● **What you need to do**:
The answer must be one number: how many lines in the data below include the string "paper".

● **Record extracts**:
Content starts

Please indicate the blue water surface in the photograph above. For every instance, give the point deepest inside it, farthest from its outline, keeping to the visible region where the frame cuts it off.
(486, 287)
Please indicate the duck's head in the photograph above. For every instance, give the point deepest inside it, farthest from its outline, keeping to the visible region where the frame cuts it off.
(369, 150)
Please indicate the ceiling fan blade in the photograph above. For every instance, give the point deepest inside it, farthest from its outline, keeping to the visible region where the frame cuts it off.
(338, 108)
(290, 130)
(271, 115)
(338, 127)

Content ends
Content starts

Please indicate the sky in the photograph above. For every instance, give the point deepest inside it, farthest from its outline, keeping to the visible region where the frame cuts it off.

Content ends
Content starts

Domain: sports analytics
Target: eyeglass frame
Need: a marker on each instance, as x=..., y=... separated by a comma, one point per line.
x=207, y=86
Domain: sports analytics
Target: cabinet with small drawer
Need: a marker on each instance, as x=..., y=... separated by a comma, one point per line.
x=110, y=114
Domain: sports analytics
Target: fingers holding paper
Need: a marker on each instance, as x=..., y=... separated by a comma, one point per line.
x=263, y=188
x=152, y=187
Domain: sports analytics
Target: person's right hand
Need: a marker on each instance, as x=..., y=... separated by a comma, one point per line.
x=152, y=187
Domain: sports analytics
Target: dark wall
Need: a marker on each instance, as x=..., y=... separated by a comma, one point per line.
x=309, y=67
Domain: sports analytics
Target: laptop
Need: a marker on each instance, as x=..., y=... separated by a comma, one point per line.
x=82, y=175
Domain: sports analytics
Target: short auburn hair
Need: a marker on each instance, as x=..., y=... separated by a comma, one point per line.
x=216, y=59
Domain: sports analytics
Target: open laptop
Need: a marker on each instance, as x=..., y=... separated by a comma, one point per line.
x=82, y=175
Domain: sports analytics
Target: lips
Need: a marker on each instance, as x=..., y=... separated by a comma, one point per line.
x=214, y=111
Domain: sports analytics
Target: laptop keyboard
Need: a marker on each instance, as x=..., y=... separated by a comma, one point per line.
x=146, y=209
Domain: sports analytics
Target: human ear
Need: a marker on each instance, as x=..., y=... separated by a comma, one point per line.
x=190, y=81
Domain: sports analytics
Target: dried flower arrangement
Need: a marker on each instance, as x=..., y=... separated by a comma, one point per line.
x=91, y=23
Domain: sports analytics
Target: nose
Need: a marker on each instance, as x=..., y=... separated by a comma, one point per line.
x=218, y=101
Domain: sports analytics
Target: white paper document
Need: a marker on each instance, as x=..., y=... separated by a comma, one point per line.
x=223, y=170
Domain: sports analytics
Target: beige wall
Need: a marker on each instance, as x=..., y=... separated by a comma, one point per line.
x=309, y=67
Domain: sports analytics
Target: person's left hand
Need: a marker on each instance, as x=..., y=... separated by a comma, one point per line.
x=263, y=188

Content ends

● **Solved exercise**:
2